REQUIRED ACTIONS:
a: Transcribe the towel comments, starting at "They’re specifically talking" and ending at "doubt they’d object.)".
b: Rewrite the paragraph of the towel comments that begins "I dry my face and head first" in a shorter form that keeps its main facts.

I dry my face and head first. It’s on top. Nothing is going to drip down on it. If I dry the bottom first, then my face and hair will drip on it while I’m drying them, necessitating another go on the body. Since I dry my face and head first, I don’t need to worry about getting nad germs on my face, even if I were the type to worry about such a thing, which I am not.

pandering to the germaphobes if you ask me.

You are drying water, not dirt.

plus, they are ugly.

Would I buy a TrueClean towel? No way. I can track what part of my towel is used where, if I happen to care. Which I don’t.

They’re specifically talking about the next day, though.

My brother has OCD and I bet you he’d love one.

If you were that OCD, wouldn’t it just make sense to use a different towel every single shower? (It would be a lot of laundry, I admit, but if someone were that worried about it, I doubt they’d object.)

The only way I know which part of the towel touched which part of me is if I get some period blood on it. Then it goes into the laundry.

I use a bath towel once and wash it. I then have a clean towel that doesn’t make me smell like mildew the next shower. I would never buy that towel and I’d never use it if received as a gift.

band name!

Saved entries:
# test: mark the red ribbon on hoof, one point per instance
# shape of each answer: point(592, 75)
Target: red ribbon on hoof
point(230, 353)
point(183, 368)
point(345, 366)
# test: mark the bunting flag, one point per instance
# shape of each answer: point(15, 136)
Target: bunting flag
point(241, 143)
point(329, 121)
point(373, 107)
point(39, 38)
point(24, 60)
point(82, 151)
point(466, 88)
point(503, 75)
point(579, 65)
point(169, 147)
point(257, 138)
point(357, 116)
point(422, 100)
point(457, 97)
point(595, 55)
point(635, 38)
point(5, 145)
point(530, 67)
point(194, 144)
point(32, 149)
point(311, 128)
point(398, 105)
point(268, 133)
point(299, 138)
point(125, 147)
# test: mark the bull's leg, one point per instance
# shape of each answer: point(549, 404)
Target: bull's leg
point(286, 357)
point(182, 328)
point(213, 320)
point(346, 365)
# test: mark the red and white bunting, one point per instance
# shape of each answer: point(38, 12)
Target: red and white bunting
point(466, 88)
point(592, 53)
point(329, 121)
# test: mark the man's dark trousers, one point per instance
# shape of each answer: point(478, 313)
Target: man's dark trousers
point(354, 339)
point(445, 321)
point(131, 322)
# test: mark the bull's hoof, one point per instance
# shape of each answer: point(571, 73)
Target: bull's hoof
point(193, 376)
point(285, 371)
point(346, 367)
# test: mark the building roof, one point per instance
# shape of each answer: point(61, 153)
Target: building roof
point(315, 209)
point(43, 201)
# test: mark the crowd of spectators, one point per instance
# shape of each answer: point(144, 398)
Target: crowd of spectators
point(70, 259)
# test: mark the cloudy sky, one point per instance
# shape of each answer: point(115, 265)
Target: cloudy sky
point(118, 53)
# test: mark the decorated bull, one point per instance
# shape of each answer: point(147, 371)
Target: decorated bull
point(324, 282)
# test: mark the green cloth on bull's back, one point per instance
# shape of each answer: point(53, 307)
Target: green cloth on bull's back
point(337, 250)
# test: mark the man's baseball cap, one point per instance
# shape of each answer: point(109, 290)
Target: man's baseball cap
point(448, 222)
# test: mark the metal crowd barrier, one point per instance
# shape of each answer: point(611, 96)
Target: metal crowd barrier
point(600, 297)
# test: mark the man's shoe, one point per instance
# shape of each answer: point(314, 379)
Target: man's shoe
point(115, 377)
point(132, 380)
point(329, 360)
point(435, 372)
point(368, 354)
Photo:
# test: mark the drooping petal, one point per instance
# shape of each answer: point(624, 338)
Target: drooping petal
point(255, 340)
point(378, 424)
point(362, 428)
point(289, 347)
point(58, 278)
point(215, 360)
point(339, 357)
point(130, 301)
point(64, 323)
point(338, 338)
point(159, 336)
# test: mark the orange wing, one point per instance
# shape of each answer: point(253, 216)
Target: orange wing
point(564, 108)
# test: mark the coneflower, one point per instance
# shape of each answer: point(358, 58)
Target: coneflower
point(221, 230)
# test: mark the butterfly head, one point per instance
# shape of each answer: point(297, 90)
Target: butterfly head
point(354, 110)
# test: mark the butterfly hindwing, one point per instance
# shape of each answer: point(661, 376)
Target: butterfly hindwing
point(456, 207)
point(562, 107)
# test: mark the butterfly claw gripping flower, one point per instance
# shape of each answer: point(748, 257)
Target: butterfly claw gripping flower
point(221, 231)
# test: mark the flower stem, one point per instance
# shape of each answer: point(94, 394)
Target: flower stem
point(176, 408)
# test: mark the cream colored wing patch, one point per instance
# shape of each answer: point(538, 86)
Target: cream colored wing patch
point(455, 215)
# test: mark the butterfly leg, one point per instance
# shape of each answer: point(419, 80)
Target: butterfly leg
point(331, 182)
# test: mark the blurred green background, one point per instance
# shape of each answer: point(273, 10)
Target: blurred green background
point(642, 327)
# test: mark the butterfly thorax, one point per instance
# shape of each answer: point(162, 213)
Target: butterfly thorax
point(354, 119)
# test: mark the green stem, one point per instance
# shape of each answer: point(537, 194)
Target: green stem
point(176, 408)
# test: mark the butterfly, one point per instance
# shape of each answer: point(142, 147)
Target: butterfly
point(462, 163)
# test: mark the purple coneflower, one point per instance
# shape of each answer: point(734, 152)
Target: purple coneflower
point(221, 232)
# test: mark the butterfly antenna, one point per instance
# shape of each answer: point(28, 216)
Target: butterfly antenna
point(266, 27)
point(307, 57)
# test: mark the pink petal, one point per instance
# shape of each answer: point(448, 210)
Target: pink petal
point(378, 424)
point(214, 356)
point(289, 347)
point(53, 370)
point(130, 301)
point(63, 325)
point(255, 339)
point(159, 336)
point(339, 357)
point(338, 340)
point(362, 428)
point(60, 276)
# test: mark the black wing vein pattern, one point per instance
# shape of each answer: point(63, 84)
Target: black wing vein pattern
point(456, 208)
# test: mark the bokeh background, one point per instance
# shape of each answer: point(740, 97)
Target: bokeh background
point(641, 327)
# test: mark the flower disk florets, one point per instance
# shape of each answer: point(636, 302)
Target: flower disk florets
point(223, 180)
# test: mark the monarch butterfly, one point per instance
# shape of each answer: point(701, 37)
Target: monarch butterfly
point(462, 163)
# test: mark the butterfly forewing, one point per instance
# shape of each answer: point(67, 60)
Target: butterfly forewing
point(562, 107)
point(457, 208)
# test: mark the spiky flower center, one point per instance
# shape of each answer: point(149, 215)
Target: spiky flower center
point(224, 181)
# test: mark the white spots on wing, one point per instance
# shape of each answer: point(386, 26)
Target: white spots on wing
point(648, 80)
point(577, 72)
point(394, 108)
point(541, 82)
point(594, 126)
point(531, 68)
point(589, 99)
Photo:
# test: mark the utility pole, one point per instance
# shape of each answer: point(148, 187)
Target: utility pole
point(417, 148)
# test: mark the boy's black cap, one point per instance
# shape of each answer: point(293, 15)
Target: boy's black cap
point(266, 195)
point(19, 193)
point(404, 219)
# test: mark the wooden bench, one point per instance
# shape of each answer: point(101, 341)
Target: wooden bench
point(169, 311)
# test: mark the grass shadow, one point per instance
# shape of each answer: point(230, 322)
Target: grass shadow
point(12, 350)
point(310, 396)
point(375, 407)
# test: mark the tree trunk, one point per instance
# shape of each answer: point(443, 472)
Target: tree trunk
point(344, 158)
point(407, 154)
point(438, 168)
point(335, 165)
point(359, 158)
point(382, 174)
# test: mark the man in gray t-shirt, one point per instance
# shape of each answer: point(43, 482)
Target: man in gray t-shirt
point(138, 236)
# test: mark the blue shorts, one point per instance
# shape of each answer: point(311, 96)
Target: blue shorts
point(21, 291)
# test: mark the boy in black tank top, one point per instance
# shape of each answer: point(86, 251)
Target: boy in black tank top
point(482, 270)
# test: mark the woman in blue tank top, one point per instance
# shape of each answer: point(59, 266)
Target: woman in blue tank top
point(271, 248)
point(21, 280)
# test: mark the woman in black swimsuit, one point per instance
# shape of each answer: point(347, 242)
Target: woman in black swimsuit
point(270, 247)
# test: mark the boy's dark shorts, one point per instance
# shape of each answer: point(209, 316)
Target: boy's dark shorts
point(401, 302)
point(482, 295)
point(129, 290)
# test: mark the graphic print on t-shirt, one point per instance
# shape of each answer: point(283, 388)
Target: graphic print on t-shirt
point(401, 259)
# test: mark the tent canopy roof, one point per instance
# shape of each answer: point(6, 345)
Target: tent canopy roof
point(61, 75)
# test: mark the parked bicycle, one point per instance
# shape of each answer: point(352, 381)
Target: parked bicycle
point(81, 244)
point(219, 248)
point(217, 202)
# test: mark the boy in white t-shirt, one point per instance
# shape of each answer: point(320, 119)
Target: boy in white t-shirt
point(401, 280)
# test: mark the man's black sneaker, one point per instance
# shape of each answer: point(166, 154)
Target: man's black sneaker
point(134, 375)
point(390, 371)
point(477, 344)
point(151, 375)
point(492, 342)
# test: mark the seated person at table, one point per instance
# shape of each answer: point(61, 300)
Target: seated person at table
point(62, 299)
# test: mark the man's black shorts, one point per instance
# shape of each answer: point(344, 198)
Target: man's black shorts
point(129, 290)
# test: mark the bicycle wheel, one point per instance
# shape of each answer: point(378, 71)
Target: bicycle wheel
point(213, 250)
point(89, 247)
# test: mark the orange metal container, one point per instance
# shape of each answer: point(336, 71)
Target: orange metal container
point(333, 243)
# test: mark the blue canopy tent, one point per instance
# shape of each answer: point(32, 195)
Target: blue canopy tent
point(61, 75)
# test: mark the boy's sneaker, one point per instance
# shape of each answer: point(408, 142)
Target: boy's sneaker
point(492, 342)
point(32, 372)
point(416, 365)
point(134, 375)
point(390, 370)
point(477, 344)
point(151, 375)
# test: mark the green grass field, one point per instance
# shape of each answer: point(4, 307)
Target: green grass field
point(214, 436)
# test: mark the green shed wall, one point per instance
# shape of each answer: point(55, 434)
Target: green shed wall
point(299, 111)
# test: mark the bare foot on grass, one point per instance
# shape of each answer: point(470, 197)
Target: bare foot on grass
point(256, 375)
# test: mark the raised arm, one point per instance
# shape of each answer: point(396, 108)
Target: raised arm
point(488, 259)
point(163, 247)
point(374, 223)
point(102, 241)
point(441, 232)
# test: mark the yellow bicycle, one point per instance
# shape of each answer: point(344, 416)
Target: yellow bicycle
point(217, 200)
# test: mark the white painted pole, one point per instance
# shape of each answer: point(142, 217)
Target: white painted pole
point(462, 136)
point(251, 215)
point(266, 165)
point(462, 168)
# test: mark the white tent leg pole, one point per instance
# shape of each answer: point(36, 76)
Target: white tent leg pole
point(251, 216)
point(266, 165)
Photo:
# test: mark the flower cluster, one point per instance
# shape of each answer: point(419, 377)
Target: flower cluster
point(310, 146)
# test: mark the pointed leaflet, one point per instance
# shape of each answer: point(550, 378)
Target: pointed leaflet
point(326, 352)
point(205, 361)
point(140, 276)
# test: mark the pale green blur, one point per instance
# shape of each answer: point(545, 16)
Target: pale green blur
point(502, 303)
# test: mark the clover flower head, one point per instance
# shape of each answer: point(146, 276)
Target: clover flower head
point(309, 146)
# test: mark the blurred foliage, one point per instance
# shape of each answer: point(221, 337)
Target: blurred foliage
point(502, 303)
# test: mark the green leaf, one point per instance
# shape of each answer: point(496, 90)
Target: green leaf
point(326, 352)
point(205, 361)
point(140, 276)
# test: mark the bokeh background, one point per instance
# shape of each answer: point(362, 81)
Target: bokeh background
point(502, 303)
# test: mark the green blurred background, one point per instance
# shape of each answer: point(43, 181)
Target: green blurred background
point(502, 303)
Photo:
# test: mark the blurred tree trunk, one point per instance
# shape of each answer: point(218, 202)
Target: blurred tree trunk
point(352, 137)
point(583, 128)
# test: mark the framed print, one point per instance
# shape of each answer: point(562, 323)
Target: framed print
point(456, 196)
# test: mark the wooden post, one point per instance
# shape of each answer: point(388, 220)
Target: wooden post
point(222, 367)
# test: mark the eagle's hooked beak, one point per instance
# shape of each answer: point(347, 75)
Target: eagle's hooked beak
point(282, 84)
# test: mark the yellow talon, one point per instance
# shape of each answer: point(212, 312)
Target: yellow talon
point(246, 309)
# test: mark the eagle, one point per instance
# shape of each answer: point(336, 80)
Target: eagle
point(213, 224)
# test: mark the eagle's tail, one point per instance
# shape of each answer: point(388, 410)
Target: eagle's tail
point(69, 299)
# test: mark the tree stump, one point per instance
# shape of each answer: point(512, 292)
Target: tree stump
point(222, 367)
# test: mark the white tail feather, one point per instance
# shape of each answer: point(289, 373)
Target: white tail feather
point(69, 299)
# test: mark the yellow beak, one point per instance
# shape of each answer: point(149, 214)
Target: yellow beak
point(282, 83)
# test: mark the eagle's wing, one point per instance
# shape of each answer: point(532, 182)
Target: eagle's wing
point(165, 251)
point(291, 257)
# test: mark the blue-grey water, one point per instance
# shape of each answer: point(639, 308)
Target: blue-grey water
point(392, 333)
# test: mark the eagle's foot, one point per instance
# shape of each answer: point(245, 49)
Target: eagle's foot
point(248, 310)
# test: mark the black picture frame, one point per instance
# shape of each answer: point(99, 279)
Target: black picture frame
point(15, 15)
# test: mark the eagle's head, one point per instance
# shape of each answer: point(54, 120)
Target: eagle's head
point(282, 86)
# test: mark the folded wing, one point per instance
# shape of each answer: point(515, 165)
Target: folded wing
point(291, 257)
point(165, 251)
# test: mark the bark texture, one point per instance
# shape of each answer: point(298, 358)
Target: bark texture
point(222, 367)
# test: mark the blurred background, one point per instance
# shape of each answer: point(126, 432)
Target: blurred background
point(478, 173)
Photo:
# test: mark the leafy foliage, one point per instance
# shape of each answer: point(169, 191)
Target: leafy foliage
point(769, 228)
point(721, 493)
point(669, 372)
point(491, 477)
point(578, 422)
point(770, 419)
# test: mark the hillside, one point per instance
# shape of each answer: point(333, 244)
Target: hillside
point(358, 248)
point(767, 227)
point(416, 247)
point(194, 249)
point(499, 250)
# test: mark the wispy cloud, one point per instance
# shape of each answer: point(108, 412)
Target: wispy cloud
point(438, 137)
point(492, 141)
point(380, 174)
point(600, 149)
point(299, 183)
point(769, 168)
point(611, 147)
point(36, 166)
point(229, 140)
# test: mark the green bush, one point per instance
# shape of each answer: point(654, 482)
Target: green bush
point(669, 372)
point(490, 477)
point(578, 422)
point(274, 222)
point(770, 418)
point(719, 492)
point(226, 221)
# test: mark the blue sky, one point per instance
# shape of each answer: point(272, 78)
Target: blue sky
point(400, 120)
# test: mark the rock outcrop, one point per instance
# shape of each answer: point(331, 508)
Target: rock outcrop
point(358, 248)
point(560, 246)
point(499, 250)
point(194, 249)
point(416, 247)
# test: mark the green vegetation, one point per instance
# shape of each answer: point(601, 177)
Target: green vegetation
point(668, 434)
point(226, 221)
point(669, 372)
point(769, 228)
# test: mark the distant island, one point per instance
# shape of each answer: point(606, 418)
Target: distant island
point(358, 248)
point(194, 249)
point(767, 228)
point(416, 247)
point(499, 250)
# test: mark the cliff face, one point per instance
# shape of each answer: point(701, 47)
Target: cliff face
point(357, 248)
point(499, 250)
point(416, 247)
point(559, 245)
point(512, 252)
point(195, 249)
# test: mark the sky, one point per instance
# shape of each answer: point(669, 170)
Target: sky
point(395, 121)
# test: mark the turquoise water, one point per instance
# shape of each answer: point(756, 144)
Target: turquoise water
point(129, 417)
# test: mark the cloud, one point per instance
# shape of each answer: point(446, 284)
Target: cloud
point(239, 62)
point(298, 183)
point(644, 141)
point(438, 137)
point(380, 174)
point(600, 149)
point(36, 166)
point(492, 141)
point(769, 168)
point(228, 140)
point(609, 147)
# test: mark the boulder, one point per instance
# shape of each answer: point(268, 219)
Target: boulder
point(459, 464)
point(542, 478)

ANSWERS TO EACH TASK:
a:
They’re specifically talking about the next day, though.

My brother has OCD and I bet you he’d love one.

If you were that OCD, wouldn’t it just make sense to use a different towel every single shower? (It would be a lot of laundry, I admit, but if someone were that worried about it, I doubt they’d object.)

b: I dry my face and head first because they're on top, so nothing drips onto them. Drying the body first would mean drying it again after my face and hair drip on it. This order also keeps nad germs off my face, though I'm not the type to worry about that.